HOW TO COMPLETE THIS TASK »
Return each line of the records below in which the string "sneaker" turns up.

Stored data entries »

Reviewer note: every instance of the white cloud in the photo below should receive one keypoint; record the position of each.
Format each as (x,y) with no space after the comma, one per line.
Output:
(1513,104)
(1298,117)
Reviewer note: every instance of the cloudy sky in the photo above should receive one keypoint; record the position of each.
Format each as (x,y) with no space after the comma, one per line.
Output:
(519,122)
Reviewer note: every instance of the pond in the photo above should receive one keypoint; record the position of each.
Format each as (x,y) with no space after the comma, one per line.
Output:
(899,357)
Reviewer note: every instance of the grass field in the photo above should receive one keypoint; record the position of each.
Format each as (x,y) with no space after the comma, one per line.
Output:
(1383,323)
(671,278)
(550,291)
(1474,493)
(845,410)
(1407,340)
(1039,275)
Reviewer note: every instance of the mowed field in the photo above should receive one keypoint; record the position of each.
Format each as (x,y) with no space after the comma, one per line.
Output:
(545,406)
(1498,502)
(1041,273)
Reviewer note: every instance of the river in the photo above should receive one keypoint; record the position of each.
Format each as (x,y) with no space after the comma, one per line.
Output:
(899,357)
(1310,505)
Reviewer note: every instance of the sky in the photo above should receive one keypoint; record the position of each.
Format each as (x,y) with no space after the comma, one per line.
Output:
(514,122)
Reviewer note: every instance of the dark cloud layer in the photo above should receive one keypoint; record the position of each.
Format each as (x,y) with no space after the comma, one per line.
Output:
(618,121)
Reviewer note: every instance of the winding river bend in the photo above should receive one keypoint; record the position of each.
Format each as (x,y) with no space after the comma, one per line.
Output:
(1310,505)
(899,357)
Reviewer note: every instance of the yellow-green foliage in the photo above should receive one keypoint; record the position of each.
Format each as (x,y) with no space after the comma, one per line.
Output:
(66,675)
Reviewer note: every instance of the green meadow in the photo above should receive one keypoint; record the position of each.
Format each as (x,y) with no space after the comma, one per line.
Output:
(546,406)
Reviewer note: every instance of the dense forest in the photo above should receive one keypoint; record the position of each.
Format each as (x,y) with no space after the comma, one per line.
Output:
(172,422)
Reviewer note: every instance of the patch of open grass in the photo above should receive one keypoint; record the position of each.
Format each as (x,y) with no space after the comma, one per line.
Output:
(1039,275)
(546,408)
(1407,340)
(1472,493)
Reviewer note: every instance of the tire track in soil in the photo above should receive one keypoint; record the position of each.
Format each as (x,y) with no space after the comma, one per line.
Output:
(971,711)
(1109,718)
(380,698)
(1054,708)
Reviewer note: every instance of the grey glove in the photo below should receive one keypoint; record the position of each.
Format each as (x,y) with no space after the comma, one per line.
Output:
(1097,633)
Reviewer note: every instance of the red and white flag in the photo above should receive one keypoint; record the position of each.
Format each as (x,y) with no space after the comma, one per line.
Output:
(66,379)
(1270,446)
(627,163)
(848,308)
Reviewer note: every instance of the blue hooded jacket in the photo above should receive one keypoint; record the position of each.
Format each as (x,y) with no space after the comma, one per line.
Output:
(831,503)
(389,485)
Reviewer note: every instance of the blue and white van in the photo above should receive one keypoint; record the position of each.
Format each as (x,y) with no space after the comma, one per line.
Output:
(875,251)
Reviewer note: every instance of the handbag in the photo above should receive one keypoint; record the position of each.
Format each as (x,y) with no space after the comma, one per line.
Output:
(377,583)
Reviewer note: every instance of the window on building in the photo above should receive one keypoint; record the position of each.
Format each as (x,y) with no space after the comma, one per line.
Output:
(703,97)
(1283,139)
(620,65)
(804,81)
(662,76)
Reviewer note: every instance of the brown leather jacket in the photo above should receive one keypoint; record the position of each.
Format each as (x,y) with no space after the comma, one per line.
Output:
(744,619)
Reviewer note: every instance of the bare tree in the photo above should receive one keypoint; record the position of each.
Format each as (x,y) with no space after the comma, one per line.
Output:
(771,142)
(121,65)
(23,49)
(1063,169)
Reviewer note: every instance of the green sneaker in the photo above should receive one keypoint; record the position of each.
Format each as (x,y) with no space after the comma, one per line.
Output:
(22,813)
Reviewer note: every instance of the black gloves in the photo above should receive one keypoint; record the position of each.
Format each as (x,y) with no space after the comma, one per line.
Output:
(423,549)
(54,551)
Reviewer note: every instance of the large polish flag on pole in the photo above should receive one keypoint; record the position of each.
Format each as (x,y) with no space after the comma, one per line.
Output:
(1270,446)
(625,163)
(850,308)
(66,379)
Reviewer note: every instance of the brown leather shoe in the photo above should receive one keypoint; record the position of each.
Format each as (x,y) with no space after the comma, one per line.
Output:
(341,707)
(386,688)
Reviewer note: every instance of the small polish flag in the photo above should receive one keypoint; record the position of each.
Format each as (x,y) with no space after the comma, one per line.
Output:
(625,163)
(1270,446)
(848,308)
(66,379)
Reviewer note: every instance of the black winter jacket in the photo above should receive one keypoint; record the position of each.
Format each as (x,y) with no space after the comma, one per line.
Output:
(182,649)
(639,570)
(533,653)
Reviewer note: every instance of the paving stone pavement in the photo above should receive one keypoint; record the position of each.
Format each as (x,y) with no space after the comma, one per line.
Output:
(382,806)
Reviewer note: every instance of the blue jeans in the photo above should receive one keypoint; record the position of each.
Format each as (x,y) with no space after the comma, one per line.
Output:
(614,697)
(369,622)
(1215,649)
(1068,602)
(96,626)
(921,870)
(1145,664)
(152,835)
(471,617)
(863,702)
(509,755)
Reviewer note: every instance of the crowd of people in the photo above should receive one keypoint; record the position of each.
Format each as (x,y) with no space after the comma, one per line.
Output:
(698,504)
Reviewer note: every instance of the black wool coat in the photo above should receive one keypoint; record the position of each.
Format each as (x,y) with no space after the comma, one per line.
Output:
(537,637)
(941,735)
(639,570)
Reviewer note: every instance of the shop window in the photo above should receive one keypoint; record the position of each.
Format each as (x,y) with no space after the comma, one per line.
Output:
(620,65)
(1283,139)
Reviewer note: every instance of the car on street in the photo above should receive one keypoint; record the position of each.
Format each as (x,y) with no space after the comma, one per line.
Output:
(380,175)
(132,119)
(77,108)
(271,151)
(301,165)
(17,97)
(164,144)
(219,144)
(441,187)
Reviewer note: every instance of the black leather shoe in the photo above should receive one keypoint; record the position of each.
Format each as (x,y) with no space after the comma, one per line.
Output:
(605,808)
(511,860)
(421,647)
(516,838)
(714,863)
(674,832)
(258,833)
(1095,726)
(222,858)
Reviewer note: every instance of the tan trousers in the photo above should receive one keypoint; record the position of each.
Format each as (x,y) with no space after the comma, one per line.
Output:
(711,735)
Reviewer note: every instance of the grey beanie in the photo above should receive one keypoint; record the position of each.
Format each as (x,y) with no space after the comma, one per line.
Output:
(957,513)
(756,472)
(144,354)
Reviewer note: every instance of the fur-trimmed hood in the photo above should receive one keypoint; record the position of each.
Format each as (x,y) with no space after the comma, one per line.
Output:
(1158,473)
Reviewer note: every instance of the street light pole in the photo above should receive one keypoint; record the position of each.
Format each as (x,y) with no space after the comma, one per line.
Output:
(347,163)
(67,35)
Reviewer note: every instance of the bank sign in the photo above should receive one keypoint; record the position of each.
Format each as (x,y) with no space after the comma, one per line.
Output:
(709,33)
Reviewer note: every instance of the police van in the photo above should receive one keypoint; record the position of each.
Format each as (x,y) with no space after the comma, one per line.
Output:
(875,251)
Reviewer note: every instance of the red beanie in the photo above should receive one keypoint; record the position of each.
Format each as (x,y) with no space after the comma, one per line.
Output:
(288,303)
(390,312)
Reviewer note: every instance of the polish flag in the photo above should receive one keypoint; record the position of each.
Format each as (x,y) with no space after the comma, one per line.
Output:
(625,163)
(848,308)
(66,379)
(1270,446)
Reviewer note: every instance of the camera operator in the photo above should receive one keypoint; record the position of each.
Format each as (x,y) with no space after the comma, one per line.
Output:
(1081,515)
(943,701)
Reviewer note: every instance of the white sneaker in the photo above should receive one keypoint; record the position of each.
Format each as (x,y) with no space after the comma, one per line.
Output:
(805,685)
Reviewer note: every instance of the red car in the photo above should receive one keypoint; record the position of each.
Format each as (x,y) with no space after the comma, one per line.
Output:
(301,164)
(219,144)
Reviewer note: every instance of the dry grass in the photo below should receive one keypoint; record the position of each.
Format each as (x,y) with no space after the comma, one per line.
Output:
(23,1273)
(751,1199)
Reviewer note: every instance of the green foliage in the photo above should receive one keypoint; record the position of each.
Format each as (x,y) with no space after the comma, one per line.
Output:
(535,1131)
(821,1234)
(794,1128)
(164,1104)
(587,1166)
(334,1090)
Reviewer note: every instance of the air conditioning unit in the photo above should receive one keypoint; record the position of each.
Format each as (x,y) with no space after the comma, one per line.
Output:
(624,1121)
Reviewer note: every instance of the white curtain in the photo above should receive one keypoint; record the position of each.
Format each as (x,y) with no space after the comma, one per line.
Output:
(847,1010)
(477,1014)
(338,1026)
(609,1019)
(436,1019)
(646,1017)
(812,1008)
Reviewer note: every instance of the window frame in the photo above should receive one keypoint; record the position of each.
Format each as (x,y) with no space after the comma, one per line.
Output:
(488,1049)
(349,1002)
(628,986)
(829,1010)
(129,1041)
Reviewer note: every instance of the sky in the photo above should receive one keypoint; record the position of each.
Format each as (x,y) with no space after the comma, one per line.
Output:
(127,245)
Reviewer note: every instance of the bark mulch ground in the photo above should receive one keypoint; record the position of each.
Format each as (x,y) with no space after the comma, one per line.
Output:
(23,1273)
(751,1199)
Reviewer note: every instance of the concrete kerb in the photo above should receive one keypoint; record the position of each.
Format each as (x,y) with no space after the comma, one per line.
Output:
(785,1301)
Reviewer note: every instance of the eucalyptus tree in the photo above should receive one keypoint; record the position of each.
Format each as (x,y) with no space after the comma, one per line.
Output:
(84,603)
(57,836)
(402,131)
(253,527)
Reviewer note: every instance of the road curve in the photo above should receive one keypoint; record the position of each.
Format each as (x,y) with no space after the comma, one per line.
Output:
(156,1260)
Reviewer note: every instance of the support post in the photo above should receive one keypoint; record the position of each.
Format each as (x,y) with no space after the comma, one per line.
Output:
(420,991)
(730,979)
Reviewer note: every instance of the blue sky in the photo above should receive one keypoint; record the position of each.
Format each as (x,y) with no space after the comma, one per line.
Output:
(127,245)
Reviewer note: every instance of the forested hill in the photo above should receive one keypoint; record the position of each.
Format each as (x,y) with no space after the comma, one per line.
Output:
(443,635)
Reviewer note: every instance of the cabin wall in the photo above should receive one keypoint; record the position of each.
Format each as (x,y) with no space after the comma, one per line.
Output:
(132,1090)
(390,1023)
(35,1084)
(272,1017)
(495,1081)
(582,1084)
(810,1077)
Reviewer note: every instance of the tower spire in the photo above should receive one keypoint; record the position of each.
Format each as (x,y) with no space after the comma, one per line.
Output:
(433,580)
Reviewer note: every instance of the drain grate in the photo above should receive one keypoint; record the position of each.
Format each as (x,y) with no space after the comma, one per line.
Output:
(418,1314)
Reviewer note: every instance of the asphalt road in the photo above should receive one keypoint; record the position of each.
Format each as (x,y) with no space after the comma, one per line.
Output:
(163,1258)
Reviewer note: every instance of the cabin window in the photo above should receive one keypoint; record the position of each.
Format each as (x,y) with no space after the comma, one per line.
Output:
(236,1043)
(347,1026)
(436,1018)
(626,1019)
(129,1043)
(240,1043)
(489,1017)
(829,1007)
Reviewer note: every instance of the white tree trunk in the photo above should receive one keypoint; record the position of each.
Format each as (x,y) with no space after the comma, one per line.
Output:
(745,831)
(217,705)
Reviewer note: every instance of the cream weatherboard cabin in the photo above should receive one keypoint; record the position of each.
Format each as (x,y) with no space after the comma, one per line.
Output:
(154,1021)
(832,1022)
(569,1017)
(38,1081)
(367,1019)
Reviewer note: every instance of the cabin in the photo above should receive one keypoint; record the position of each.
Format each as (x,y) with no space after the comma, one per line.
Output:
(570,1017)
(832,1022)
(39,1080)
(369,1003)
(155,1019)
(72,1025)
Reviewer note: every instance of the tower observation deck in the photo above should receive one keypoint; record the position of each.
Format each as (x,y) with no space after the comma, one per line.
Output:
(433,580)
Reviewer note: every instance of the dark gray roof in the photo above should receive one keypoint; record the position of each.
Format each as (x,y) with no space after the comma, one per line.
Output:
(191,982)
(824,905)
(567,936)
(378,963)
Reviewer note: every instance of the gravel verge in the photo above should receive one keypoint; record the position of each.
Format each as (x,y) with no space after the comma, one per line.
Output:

EXERCISE RESULT »
Reviewer note: every instance of the green sneaker in the photo above should receive one keypoint; record the position of each.
Reviewer note: every instance of the white sneaker in the photo above should receive one keypoint; record the position of each.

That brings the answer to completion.